***** SOURCE MATERIAL *****

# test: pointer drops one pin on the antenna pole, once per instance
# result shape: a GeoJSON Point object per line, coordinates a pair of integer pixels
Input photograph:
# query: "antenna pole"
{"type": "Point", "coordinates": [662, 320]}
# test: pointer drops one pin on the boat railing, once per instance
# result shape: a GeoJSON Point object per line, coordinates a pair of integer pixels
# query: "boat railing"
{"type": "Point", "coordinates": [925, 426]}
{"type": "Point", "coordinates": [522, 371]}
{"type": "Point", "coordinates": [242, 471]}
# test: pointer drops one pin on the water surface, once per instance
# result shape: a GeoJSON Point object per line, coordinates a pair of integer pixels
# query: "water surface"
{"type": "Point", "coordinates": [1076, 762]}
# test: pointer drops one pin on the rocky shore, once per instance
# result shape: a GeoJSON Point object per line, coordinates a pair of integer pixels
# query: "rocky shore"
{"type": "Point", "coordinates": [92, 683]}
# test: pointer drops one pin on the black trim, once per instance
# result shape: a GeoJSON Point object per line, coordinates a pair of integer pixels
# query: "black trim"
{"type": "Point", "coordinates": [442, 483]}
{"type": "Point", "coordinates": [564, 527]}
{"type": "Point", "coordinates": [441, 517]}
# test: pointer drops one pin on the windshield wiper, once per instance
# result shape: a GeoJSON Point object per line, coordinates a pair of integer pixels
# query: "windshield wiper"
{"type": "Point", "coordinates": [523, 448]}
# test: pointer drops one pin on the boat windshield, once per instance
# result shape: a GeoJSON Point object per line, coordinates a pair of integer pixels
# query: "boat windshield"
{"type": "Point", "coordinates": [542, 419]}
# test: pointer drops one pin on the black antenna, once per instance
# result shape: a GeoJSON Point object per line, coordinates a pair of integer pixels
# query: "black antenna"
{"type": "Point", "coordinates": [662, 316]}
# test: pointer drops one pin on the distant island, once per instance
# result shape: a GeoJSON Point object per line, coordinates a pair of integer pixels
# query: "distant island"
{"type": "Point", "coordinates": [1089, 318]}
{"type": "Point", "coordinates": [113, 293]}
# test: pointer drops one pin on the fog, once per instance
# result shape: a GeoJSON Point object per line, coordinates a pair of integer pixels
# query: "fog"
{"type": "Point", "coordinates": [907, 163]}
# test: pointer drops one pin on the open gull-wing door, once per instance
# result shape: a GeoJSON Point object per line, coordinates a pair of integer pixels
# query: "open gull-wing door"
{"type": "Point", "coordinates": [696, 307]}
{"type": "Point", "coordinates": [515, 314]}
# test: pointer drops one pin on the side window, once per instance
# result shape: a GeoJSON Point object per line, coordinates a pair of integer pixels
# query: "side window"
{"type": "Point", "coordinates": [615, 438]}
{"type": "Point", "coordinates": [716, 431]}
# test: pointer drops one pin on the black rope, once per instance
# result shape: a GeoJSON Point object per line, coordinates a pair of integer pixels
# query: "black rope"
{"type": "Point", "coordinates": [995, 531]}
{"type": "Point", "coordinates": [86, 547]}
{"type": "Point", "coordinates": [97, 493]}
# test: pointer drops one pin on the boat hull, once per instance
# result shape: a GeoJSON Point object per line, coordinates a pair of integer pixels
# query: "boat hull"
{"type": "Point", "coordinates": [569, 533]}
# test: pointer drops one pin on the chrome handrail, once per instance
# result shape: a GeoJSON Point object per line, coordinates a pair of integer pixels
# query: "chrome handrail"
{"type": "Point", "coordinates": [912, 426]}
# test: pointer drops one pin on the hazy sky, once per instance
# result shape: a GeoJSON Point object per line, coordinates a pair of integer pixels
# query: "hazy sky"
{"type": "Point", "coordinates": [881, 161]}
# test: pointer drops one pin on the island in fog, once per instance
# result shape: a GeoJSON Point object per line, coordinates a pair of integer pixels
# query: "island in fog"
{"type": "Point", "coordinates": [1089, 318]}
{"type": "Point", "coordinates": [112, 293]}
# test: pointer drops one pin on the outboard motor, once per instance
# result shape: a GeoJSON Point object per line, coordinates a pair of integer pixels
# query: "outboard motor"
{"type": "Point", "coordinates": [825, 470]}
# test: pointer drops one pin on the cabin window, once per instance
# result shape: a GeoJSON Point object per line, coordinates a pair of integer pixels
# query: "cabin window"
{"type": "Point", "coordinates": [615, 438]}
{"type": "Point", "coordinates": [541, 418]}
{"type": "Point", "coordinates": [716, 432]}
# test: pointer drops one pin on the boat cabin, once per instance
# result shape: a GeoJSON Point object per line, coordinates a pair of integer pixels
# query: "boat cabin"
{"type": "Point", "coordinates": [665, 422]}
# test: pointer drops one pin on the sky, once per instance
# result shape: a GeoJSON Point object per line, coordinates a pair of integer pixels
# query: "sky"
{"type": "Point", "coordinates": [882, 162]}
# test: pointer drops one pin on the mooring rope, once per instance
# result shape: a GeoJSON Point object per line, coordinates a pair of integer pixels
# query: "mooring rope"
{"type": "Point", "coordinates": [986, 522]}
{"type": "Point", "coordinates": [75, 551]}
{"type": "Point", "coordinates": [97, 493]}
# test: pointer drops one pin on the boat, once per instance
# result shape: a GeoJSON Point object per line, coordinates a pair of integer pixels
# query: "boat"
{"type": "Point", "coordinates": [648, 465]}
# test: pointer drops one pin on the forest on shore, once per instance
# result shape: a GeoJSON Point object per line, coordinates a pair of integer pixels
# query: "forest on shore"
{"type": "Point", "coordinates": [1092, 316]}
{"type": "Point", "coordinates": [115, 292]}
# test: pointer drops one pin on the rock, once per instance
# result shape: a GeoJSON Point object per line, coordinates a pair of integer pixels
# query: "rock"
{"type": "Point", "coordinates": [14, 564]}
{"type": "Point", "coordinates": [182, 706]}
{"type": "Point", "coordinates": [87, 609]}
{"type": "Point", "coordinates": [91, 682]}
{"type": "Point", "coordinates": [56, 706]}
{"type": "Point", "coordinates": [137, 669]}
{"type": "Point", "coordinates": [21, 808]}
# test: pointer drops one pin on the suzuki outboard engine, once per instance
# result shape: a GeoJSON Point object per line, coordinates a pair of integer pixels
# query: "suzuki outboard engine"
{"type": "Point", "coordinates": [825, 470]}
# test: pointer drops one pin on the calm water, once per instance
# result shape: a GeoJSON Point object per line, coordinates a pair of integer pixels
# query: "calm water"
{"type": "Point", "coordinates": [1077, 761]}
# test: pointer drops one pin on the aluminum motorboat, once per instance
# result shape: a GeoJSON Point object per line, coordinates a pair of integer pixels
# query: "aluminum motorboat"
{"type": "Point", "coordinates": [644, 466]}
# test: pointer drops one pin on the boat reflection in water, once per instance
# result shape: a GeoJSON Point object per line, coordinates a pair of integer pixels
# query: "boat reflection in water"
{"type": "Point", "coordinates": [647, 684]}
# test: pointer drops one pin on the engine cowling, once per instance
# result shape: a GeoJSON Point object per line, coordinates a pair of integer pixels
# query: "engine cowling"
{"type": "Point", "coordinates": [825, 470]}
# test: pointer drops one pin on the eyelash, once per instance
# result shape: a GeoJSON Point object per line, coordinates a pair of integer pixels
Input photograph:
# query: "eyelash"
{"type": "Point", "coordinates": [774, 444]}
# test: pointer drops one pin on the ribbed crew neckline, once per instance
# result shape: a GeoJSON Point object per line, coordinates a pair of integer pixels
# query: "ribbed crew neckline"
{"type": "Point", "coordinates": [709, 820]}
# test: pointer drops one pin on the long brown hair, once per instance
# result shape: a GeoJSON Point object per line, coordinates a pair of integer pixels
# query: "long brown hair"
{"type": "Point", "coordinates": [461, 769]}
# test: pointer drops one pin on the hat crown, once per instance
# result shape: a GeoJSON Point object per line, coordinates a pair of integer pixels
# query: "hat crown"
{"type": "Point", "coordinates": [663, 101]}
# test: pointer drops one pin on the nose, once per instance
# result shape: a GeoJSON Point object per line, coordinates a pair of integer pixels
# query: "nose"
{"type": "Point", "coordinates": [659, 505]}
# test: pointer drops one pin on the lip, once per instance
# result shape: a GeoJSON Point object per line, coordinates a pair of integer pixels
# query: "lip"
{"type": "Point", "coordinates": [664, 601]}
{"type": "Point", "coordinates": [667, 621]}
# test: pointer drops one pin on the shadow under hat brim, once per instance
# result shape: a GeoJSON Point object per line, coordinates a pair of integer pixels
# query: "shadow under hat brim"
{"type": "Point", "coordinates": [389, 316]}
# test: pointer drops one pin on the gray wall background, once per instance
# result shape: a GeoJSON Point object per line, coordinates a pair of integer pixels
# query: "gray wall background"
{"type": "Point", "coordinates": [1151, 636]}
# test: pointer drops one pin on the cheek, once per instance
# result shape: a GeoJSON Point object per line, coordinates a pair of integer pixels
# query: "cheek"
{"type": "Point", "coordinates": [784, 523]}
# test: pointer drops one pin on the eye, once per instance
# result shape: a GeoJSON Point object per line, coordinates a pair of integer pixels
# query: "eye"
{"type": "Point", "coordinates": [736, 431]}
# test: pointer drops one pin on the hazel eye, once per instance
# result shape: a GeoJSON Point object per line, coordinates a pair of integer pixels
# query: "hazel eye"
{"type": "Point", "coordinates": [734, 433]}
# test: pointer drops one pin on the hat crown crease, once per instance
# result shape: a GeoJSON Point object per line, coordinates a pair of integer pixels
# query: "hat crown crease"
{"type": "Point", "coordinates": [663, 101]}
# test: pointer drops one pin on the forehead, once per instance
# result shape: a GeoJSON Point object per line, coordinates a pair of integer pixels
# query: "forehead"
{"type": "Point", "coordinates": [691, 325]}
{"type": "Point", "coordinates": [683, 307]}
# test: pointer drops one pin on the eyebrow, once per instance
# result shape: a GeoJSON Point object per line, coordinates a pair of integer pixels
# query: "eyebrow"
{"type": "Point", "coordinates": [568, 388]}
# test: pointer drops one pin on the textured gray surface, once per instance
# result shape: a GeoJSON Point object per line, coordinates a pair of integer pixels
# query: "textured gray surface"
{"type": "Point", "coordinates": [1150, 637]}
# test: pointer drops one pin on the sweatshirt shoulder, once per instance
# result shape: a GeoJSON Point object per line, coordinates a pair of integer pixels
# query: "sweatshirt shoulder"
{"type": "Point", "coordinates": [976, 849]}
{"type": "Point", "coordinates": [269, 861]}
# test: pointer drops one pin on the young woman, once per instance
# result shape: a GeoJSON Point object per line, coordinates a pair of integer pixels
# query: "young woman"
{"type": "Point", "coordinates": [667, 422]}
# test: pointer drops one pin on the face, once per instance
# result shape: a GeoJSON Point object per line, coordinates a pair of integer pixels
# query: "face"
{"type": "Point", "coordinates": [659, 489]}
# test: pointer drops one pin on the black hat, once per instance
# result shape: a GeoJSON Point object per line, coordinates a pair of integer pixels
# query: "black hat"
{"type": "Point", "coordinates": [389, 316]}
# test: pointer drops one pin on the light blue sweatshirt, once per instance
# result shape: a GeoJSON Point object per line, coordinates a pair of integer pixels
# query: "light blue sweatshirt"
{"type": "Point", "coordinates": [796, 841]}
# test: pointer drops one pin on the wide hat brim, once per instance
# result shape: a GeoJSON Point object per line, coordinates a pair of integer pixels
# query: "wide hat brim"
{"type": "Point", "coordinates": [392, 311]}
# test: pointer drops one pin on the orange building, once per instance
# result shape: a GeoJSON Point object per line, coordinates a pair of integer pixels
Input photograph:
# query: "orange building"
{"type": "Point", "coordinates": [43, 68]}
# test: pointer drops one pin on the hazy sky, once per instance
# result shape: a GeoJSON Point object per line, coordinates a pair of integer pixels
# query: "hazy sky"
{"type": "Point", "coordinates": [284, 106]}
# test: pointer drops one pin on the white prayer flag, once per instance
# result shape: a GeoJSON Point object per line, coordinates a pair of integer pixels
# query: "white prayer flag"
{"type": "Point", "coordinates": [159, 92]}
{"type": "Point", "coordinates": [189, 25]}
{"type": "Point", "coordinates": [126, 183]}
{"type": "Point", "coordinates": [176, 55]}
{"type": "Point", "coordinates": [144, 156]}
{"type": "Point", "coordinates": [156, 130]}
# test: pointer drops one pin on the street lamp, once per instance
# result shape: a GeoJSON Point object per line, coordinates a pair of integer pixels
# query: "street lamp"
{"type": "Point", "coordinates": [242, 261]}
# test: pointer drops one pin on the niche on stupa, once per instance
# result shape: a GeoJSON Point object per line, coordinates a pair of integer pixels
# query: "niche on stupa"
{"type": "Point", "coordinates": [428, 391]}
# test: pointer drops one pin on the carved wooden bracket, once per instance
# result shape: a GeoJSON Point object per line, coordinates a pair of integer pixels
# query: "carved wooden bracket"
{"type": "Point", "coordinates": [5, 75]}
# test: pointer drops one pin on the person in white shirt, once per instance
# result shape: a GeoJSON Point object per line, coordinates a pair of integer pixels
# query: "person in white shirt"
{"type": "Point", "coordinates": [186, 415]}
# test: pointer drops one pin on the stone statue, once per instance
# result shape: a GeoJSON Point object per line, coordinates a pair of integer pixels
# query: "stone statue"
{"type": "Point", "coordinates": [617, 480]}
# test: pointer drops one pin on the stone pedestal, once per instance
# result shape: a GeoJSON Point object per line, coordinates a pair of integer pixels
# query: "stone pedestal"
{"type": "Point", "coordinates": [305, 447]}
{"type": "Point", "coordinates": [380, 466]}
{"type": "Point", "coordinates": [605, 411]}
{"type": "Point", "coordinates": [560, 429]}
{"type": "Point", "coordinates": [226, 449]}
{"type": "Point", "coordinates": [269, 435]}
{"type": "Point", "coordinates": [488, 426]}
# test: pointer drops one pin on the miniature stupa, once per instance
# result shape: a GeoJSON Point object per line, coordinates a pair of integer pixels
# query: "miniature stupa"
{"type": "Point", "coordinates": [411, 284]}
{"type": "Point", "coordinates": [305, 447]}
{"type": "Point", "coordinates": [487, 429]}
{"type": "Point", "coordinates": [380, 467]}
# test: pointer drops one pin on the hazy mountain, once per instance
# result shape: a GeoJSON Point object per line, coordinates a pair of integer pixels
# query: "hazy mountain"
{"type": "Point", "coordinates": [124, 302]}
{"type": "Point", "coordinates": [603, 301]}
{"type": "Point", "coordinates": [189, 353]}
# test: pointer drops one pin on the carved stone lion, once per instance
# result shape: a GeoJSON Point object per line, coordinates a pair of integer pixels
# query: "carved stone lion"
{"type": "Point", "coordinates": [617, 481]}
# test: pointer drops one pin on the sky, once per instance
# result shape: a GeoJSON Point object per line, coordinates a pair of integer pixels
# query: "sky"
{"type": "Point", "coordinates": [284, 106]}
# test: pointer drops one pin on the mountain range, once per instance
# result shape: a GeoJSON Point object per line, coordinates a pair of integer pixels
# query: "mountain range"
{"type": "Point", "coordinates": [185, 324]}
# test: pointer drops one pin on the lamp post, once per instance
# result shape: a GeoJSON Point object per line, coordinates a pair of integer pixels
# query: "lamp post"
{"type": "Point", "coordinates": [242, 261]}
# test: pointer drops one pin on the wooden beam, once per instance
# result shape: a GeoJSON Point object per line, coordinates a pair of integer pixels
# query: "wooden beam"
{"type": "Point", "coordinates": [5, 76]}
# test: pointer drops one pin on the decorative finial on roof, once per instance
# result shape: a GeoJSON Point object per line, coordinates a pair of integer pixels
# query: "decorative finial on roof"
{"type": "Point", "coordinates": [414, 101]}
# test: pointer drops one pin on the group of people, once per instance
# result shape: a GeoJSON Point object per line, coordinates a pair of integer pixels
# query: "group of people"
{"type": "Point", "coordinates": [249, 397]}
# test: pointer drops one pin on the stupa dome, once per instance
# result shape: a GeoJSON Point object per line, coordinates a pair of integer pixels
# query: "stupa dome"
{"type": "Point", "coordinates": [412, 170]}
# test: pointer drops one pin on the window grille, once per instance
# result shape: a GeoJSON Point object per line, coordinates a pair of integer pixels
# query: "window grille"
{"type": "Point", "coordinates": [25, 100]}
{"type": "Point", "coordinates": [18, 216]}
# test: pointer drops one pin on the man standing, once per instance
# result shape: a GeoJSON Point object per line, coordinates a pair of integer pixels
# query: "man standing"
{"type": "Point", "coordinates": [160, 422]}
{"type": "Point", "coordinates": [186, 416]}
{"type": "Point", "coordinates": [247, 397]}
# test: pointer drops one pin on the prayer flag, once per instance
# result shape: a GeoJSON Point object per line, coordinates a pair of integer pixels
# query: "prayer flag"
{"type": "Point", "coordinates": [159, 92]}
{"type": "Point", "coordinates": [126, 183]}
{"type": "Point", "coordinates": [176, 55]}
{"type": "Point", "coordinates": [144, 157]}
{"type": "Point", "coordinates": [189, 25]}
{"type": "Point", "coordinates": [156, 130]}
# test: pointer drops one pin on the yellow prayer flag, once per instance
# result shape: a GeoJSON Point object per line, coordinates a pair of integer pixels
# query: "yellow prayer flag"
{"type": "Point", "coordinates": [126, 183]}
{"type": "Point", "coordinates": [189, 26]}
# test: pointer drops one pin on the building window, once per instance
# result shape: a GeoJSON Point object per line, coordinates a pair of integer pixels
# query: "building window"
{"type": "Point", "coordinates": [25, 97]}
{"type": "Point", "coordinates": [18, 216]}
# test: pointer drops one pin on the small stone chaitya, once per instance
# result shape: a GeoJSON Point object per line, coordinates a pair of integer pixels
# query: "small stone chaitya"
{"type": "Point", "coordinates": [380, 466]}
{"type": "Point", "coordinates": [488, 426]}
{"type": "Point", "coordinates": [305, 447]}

*****

[WORK INSTRUCTIONS]:
What needs duplicating is the run of lines from the one containing "# test: pointer drops one pin on the yellow" through the last line of the entries above, exact and complete.

[TASK OUTPUT]:
# test: pointer drops one pin on the yellow prayer flag, once per instance
# result shape: a GeoJSON Point object per line, coordinates a pair of integer pixels
# query: "yellow prayer flag"
{"type": "Point", "coordinates": [126, 183]}
{"type": "Point", "coordinates": [189, 26]}
# test: pointer drops one pin on the building window, once per instance
# result shape: a GeoJSON Point object per line, coordinates a pair of integer pixels
# query: "building window"
{"type": "Point", "coordinates": [25, 97]}
{"type": "Point", "coordinates": [18, 216]}
# test: pointer drops one pin on the small stone chaitya, once per instance
# result shape: a GeoJSON Point object per line, coordinates a pair of integer pixels
# query: "small stone chaitya"
{"type": "Point", "coordinates": [380, 466]}
{"type": "Point", "coordinates": [488, 426]}
{"type": "Point", "coordinates": [305, 447]}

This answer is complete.